• _WORKING DATA_:
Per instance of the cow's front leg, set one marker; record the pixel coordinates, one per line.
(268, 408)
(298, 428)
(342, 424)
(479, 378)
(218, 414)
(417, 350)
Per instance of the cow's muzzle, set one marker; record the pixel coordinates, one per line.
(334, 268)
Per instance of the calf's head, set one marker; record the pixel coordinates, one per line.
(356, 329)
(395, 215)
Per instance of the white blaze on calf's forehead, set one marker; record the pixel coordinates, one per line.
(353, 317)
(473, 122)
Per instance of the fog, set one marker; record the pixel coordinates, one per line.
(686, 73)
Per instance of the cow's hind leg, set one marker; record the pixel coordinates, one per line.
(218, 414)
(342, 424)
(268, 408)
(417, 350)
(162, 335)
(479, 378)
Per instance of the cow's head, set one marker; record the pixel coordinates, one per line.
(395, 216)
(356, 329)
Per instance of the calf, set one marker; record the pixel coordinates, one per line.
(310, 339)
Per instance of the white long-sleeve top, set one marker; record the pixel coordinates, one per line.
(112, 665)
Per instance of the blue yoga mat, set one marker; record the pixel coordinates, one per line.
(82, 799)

• _WHAT THE TASK ASKS_:
Begin with the line that contains "Per instance of the blue" and quote each line after it exactly, stopping after the last line of the data.

• _SOLUTION FOR THIS PROBLEM_:
Per instance of the blue yoga mat, set one marker; record the pixel coordinates, one per line.
(82, 799)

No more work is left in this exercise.